#### Record extracts

★ ★ ★

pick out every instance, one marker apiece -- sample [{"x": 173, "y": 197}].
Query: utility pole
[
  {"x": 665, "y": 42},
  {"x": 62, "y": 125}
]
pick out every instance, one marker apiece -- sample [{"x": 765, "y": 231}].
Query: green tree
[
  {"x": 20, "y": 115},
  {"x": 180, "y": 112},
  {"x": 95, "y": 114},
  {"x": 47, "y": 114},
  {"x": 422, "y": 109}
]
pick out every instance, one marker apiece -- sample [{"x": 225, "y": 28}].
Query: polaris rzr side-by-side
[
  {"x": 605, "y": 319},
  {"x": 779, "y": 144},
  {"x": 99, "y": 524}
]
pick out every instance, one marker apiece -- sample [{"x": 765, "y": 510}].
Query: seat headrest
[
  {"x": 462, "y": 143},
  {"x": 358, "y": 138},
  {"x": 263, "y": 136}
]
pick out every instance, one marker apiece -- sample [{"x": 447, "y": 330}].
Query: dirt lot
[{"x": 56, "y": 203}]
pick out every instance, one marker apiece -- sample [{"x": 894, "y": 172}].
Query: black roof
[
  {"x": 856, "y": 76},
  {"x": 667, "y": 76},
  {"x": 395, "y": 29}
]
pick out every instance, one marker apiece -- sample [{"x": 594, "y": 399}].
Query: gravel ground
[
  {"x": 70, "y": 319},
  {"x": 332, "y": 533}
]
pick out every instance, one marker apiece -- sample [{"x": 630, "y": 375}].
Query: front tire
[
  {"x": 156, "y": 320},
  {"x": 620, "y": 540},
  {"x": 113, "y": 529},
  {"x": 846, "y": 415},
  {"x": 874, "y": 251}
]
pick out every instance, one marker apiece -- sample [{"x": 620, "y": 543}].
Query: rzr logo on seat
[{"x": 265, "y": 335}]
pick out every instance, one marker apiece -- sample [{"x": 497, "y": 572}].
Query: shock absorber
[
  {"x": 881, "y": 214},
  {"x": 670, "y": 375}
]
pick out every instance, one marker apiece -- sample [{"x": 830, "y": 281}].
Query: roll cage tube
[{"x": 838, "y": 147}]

★ ★ ★

#### What is asked
Exactly as written above, please repeat the entries.

#### Solution to this task
pick out every instance, one marker apiece -- sample [{"x": 173, "y": 197}].
Query: utility pole
[
  {"x": 665, "y": 42},
  {"x": 62, "y": 125}
]
pick out every instance, one marker apiece -- sample [{"x": 765, "y": 231}].
Query: green tree
[
  {"x": 20, "y": 115},
  {"x": 180, "y": 112},
  {"x": 95, "y": 114},
  {"x": 47, "y": 114},
  {"x": 422, "y": 109}
]
pick out every instance, one marker apiece -- sample [{"x": 225, "y": 28}].
Query: polaris rzr side-by-side
[
  {"x": 605, "y": 319},
  {"x": 779, "y": 144},
  {"x": 99, "y": 524}
]
pick out every instance, one marker apiece -- sample [{"x": 765, "y": 510}].
Query: seat headrest
[
  {"x": 462, "y": 143},
  {"x": 358, "y": 138},
  {"x": 263, "y": 136}
]
pick out every instance, one marker apiece -- sample [{"x": 447, "y": 330}].
Query: dirt lot
[{"x": 56, "y": 203}]
pick out every instance, one marker apiece -- sample [{"x": 894, "y": 172}].
Query: black roof
[
  {"x": 856, "y": 76},
  {"x": 667, "y": 76},
  {"x": 395, "y": 29}
]
pick out every instance, one marker apiece -- sample [{"x": 594, "y": 399}].
Query: gravel ground
[
  {"x": 70, "y": 319},
  {"x": 332, "y": 533}
]
pick out every instance, one marker apiece -- sample [{"x": 630, "y": 375}].
Query: front tire
[
  {"x": 156, "y": 320},
  {"x": 620, "y": 540},
  {"x": 113, "y": 529},
  {"x": 846, "y": 415},
  {"x": 874, "y": 251}
]
pick out every instance, one marker apiece -- sample [{"x": 620, "y": 543}].
Query: rzr logo on seat
[{"x": 265, "y": 335}]
pick out every instance, one marker apiece -- sample [{"x": 497, "y": 572}].
Query: shock absorber
[
  {"x": 881, "y": 214},
  {"x": 670, "y": 375}
]
pick out every instance, one marker apiece -- sample [{"x": 830, "y": 281}].
Query: roll cage tube
[{"x": 838, "y": 147}]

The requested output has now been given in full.